*WHAT YOU SHOULD DO*
Pick out every line in the material below that contains the word "neck", and copy each of those lines.

*INPUT FOR THIS TASK*
□ □ □
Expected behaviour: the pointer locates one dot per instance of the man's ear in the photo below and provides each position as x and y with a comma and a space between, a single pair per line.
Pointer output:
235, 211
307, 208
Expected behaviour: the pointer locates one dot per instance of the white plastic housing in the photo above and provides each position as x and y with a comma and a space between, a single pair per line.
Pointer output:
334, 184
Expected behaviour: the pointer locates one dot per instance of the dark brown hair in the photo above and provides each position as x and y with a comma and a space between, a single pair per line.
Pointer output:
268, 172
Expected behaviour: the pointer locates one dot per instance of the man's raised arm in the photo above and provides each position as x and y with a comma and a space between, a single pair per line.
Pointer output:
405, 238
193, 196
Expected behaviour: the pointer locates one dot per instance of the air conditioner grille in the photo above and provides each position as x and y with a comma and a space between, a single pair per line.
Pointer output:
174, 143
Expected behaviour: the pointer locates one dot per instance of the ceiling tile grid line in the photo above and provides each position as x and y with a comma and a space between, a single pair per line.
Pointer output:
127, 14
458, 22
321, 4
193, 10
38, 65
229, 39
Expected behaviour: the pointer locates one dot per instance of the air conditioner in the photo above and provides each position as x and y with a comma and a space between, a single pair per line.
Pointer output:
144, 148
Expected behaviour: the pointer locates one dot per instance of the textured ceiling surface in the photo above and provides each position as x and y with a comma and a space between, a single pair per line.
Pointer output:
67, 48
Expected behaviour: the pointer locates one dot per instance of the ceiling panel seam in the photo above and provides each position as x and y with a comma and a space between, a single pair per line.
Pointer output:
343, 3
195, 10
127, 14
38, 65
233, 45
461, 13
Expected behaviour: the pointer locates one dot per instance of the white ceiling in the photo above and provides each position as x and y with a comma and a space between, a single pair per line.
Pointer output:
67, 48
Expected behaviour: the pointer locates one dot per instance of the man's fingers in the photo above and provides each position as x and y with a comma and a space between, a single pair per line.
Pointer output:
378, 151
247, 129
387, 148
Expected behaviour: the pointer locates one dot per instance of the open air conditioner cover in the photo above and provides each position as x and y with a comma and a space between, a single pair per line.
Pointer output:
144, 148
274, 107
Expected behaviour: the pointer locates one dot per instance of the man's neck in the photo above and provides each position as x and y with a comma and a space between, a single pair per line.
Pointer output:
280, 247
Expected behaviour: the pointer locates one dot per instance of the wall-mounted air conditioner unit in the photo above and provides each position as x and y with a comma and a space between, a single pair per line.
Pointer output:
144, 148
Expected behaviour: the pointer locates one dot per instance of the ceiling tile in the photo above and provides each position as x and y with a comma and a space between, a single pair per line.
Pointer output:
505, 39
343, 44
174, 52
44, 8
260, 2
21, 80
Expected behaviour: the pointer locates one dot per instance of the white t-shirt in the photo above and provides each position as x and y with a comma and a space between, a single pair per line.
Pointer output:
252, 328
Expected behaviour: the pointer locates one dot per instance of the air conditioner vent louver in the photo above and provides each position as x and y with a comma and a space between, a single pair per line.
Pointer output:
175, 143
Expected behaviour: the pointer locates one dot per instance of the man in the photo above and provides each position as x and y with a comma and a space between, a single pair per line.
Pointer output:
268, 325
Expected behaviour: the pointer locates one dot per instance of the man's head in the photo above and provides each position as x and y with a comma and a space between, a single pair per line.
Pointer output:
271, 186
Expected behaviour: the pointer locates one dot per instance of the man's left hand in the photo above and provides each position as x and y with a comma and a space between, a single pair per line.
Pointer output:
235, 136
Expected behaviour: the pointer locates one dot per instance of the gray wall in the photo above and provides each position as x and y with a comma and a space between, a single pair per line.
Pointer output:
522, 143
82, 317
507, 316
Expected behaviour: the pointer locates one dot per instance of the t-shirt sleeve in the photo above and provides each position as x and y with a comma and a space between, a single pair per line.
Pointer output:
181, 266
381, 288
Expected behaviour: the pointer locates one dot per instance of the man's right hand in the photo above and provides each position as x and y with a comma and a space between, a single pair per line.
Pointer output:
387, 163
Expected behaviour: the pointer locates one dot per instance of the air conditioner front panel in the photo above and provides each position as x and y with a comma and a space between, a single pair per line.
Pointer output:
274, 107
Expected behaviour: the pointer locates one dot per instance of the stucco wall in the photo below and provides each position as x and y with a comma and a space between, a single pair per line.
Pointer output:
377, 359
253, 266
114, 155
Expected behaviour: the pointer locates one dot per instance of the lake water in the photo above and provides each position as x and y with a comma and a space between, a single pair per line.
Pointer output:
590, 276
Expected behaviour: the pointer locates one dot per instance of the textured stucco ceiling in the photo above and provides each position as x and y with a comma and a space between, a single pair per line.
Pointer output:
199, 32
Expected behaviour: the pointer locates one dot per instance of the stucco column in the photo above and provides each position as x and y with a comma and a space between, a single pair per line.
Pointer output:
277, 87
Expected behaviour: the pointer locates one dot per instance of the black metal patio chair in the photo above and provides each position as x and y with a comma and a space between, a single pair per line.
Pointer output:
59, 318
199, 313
□ □ □
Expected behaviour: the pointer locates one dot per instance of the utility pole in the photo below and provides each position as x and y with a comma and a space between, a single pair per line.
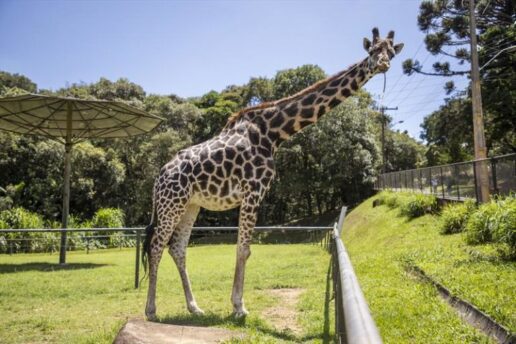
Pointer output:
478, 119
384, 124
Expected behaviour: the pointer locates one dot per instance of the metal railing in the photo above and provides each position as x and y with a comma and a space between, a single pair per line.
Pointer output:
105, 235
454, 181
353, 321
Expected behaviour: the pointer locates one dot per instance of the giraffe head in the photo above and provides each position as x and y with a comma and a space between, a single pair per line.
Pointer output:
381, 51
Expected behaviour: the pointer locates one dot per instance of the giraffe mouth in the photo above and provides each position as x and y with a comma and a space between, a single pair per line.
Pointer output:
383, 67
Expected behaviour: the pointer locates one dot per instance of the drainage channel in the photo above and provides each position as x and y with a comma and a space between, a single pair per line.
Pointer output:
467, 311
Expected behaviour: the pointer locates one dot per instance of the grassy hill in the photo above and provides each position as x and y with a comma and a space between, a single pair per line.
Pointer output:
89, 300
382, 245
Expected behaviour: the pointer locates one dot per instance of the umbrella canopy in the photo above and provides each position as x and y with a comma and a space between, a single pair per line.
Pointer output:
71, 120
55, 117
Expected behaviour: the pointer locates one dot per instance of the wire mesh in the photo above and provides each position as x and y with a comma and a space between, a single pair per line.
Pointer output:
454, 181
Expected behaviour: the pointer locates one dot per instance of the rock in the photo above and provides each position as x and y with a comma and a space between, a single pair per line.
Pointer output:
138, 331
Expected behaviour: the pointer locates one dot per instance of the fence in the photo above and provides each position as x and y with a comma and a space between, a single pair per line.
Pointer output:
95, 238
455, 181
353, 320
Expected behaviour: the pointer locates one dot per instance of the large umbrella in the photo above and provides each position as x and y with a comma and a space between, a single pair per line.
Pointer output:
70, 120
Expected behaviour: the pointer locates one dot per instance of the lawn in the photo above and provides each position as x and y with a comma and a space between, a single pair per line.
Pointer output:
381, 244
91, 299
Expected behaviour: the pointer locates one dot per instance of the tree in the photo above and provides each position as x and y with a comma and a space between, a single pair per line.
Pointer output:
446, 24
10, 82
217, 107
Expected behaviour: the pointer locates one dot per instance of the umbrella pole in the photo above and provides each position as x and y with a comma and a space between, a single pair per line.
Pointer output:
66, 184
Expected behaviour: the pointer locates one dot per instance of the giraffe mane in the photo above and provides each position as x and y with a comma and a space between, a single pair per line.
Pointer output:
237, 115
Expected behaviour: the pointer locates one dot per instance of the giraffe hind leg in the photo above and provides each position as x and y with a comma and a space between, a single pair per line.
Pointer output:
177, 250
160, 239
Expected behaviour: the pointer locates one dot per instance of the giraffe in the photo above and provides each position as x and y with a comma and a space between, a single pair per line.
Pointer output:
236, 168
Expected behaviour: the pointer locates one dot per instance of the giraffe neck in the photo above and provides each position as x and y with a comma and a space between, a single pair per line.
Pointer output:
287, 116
□ □ □
*EXERCISE OUTPUT*
Expected behaviour: the pointer locates one dot per instance of the man's neck in the photo above and provides each position as x and y with a comma and a space between, a single pair per line.
Expected behaviour: the pointer locates one dot per instance of the giraffe neck in the photo above and provides each position as x and y with a comma and a space between, a single pair per line.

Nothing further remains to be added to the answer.